**SELECTED EXCERPT**
━━━━━━━━━━━━━━━━━━━━━━━━━━━━━━

    • @TheHavyxon
      @TheHavyxon Год назад

      @@bxroberts well I think the term "machine readable" is kinda old

    • @13statistician13
      @13statistician13 7 месяцев назад

      No. Police reports are public and FOIA-able. An even easier method than doing all this programming in Python and Extraction with ChatGPT, is to go to the source database. You'd be amazed how much easier you can make your life by simply picking up the phone and contacting the information technology department at your local police department. You can usually ask them to supply you with an electronic copy of their police reports in a machine readable format, and they will oblige. Typically, you can ask for csv files or even a copy of their database, but more often than not they will simply provide you with csv files rather than their database since their DB design may be proprietary. You'll want to limit the result set by providing a date range (limited by a date range of course). In many cases, you'll get several tables. In that case, you'll simply need to write some basic SQL code to join the tables, but that's super easy to learn. You could use R, SAS or other statistical programming languages to accomplish that as well.
      In general, the only reason you might not get data in an easy to use format, is because that particular PD's It department is incompetent or resource constrained - not because they are attempting to hide anything.
      One final note: if you do request the information, you might be expected to pay a nominal fee for the service. It's usually significantly cheaper to pay this fee than spending the time to build out, often times unreliable, Dat extraction processes.

    • @13statistician13
      @13statistician13 7 месяцев назад

      ​@@TheHavyxonHuh? No. Machine readable is a very modern term used by cloud engineers, data engineering teams, data scientists, and statisticians to this very day.

  • @lorenzoleongutierrez7927
    @lorenzoleongutierrez7927 Год назад +1

    Thanks for sharing!

  • @andre-le-bone-aparte
    @andre-le-bone-aparte Год назад

    Excellent Content - Another sub for you sir!
━━━━━━━━━━━━━━━━━━━━━━━━━━━━━━
(Stored data entries)
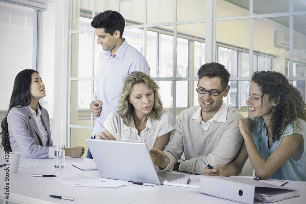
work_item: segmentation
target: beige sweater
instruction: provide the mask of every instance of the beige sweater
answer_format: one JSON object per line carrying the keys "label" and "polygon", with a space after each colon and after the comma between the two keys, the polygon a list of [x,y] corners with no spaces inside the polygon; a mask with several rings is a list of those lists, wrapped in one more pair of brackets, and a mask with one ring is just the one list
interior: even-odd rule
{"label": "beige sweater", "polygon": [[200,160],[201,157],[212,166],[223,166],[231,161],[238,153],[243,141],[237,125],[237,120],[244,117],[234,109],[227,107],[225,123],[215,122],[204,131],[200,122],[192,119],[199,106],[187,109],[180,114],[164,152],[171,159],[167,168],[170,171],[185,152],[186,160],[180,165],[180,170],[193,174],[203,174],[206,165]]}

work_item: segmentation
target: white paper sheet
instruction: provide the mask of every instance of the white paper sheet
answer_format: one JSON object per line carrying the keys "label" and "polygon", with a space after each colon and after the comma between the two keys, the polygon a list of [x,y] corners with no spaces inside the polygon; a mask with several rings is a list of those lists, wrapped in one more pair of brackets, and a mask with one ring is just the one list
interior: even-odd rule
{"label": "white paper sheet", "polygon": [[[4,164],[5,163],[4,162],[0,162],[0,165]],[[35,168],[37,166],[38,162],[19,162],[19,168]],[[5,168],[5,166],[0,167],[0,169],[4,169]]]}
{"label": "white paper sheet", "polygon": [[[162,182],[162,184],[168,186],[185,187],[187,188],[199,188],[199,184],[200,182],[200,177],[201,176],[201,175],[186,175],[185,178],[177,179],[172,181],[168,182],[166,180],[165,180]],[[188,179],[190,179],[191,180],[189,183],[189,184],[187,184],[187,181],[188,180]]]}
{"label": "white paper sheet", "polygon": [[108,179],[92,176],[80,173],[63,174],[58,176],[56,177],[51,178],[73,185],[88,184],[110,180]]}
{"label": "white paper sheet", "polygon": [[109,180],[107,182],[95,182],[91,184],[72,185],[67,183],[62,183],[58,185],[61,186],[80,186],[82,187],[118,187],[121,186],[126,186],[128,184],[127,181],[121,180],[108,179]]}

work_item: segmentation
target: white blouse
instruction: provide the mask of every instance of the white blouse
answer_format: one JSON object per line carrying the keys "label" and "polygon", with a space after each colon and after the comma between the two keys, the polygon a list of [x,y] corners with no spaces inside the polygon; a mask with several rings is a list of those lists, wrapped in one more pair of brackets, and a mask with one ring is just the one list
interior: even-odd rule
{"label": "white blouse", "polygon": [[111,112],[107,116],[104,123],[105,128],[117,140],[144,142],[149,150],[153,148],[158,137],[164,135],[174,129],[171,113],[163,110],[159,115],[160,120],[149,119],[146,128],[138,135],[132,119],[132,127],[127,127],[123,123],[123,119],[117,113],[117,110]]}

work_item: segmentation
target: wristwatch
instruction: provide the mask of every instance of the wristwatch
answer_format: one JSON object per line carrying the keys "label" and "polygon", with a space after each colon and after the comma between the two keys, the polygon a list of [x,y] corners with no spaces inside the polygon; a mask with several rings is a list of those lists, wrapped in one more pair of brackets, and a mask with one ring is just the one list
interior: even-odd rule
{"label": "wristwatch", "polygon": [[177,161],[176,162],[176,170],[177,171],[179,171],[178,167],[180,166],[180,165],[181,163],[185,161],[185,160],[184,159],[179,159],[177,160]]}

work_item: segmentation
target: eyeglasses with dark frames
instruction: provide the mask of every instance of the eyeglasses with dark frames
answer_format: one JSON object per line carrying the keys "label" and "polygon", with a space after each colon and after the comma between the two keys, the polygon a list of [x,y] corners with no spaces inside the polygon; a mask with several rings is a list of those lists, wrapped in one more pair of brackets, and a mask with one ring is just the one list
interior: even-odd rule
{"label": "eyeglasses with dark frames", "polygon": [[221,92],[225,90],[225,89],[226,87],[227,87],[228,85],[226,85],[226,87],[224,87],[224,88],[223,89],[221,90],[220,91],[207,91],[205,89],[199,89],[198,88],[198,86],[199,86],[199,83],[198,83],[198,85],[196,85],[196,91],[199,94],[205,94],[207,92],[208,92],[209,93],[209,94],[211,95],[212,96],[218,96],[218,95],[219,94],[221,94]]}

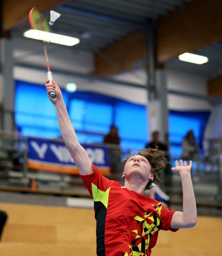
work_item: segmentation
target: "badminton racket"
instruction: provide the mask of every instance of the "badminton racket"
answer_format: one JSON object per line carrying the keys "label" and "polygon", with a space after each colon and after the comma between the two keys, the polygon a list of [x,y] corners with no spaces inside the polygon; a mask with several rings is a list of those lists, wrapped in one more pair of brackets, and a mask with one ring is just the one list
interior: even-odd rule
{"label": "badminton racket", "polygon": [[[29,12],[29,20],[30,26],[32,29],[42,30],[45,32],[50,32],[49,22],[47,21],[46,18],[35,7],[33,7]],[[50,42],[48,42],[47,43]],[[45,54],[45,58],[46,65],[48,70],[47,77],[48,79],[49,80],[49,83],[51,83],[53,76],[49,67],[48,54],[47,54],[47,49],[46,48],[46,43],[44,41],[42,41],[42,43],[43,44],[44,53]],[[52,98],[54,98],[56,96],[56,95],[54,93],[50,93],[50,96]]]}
━━━━━━━━━━━━━━━━━━━━━━━━━━━━━━
**WORK INSTRUCTIONS**
1. Condense the paragraph of the comment thread that begins "One final note" into one or two shorter sentences that keep its main facts.
2. Translate this sentence from the comment thread into Spanish: "In many cases, you'll get several tables."
3. Edit the passage of the comment thread starting with "One final note: if" and going on through "Thanks for sharing!", replacing "nominal" with "small".

**ANSWERS BY ITEM**
1. Requesting the information may come with a nominal fee, but paying it is usually much cheaper than spending time building extraction processes, which are often unreliable.

2. En muchos casos, obtendrás varias tablas.

3.
One final note: if you do request the information, you might be expected to pay a small fee for the service. It's usually significantly cheaper to pay this fee than spending the time to build out, often times unreliable, Dat extraction processes.

    • @13statistician13
      @13statistician13 7 месяцев назад

      ​@@TheHavyxonHuh? No. Machine readable is a very modern term used by cloud engineers, data engineering teams, data scientists, and statisticians to this very day.

  • @lorenzoleongutierrez7927
    @lorenzoleongutierrez7927 Год назад +1

    Thanks for sharing!